WORK ITEM:
For the entries below, report every line that includes the word "Pass".

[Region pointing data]
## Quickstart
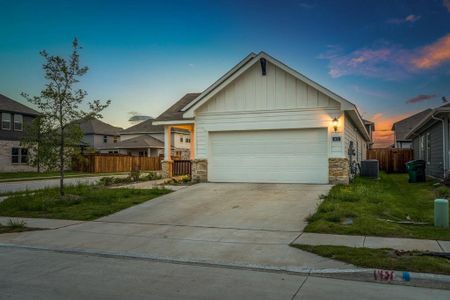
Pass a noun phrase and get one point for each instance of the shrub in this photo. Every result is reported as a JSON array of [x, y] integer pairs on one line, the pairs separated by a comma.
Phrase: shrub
[[442, 192], [106, 181], [153, 176], [135, 175], [16, 223]]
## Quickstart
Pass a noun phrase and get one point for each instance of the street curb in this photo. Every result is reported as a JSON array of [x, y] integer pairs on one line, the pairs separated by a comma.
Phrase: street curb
[[425, 280]]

OUTPUT:
Pass a noun phrase and get one point for each instance of the shrub in this photo. Every result is reported as a JSON array of [x, y] integer pairs on one line, the pairs separated by a comma.
Pass a noun phrase and get one point for each instance of the street curb in this photo. Every result is reported as a JSON array of [x, y] integer pairs on one line, the pairs separated by a comma.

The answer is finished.